• _Problem statement_: Output each entry verbatim and exclude every picture from it.

>> START

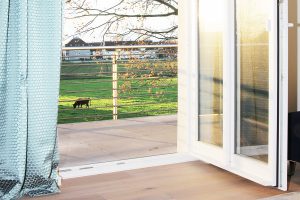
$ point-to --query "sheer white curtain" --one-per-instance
(30, 42)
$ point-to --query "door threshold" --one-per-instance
(124, 165)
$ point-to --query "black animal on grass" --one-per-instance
(80, 102)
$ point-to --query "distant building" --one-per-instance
(82, 55)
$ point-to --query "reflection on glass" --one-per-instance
(252, 78)
(211, 71)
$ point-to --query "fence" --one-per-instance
(112, 82)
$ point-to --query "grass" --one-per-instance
(136, 97)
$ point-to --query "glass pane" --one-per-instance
(252, 44)
(211, 71)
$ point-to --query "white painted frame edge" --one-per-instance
(124, 165)
(283, 96)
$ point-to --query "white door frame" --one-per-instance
(188, 40)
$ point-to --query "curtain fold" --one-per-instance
(30, 43)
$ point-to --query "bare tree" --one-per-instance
(138, 19)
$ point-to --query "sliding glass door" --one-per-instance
(237, 87)
(256, 68)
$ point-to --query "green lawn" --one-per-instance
(154, 96)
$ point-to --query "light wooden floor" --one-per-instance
(185, 181)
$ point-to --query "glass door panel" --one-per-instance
(211, 28)
(252, 71)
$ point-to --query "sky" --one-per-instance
(70, 26)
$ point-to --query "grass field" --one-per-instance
(154, 96)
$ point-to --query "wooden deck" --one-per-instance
(185, 181)
(103, 141)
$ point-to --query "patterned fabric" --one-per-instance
(30, 41)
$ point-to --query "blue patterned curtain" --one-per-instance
(30, 42)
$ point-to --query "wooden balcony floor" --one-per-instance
(184, 181)
(104, 141)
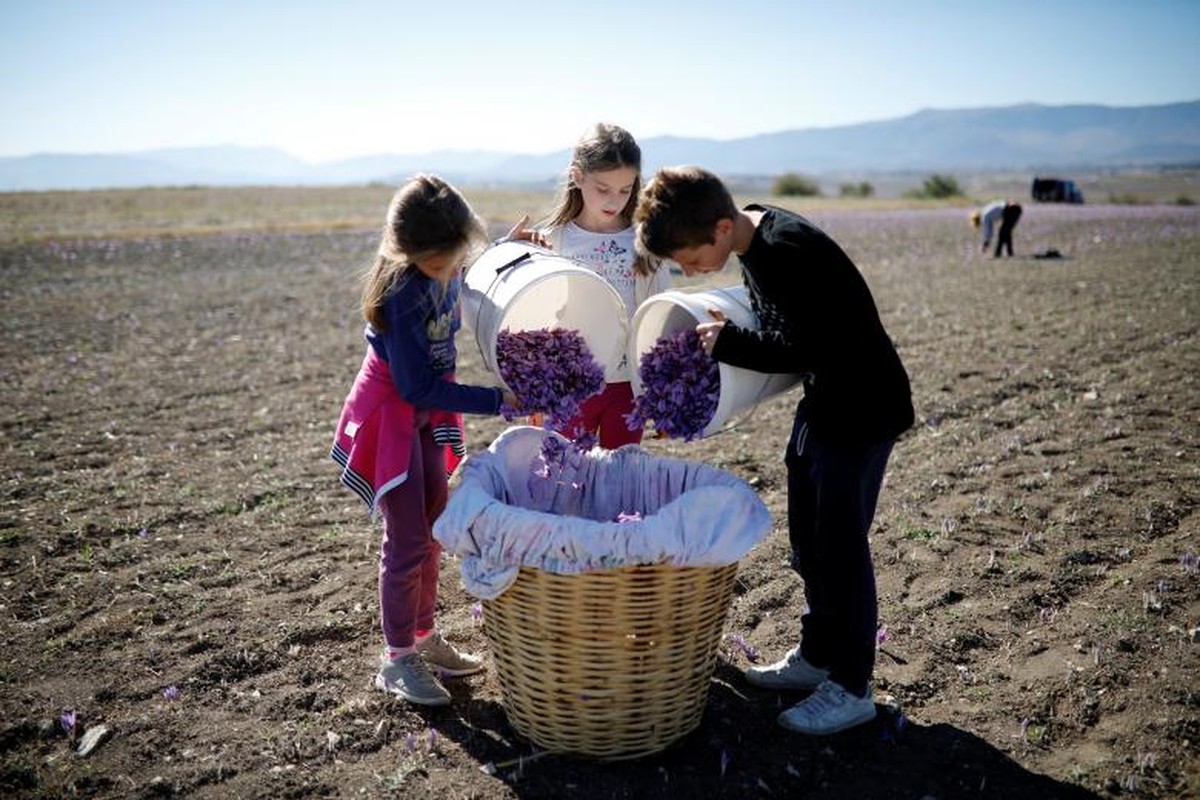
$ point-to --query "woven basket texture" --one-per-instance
(610, 665)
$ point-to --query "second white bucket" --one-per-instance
(520, 287)
(671, 311)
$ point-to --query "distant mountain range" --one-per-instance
(1014, 138)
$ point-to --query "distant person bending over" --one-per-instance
(1006, 214)
(401, 428)
(593, 223)
(817, 318)
(1008, 220)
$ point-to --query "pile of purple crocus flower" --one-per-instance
(681, 386)
(551, 371)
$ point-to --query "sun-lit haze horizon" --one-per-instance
(324, 82)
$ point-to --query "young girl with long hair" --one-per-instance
(592, 223)
(400, 431)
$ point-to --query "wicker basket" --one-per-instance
(610, 665)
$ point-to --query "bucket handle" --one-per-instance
(503, 268)
(762, 392)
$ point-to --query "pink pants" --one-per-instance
(605, 411)
(408, 557)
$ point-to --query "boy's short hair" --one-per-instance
(679, 208)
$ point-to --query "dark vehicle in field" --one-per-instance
(1056, 190)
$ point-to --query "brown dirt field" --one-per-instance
(180, 566)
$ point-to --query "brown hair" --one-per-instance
(426, 216)
(679, 208)
(603, 148)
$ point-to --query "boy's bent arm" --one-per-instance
(760, 350)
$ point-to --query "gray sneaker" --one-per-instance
(409, 677)
(791, 672)
(450, 661)
(829, 709)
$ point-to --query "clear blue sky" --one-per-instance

>> END

• _Exercise output_:
$ point-to --query "sheer white curtain" --one-per-instance
(30, 42)
$ point-to --query "door threshold" --one-per-instance
(124, 165)
$ point-to --query "black animal on grass" --one-per-instance
(80, 102)
$ point-to --query "distant building" --one-per-instance
(82, 55)
$ point-to --query "reflection on glass" --one-per-instance
(252, 78)
(211, 71)
$ point-to --query "fence" --one-per-instance
(112, 82)
$ point-to --query "grass" --one-per-instance
(136, 97)
$ point-to --query "glass pane" --one-per-instance
(252, 44)
(211, 71)
$ point-to --query "white painted frame edge" --one-per-instance
(124, 165)
(283, 96)
$ point-to --query "white door frame" --one-per-instance
(188, 40)
$ point-to --query "curtain fold" --one-per-instance
(30, 43)
$ point-to --query "bare tree" --one-per-instance
(138, 19)
$ point-to --query "sliding glass door" --one-per-instance
(237, 87)
(256, 68)
$ point-to --query "green lawn" --one-per-instance
(154, 96)
$ point-to --query "light wooden floor" --one-per-instance
(185, 181)
$ point-to --query "glass door panel" --one-per-instance
(211, 28)
(252, 71)
$ point-to --query "sky" --one-per-instance
(70, 26)
$ point-to --query "grass field" --one-per-instance
(154, 96)
$ point-to --query "wooden deck" --one-per-instance
(185, 181)
(103, 141)
$ point-to --query "patterned fabric" --one-per-instance
(30, 41)
$ point-to --query "blue patterned curtain" --one-per-instance
(30, 42)
$ point-to --query "wooden balcony floor" --one-per-instance
(184, 181)
(104, 141)
$ point-to --query "woven basket texture" --one-per-instance
(610, 665)
$ point-to --query "second white bucket" --one-per-instance
(520, 287)
(671, 311)
$ point-to --query "distant mountain range" --one-per-instance
(1014, 138)
$ point-to --query "distant person bending over" --one-per-instance
(1006, 214)
(401, 428)
(593, 223)
(817, 318)
(1008, 220)
$ point-to --query "pile of purple crocus flower" --one-per-instance
(681, 386)
(551, 371)
$ point-to --query "sun-lit haze horizon" --one-per-instance
(324, 82)
$ point-to --query "young girl with long hair" --one-per-instance
(592, 223)
(400, 431)
$ point-to --query "wicker basket" --one-per-instance
(610, 665)
$ point-to --query "bucket handle" --one-per-instance
(503, 268)
(762, 392)
$ point-to --query "pink pants" --one-per-instance
(605, 411)
(408, 557)
$ point-to --query "boy's short hair" --one-per-instance
(679, 208)
$ point-to --query "dark vehicle in field" --one-per-instance
(1056, 190)
$ point-to --query "brown dirt field" --one-per-instance
(180, 566)
$ point-to --query "brown hair" --one-per-instance
(426, 216)
(679, 208)
(603, 148)
$ point-to --query "boy's bent arm" --one-per-instance
(760, 350)
$ point-to --query "gray sneaker" --one-per-instance
(409, 677)
(791, 672)
(450, 661)
(829, 709)
$ point-to --query "clear blue sky" --one-per-instance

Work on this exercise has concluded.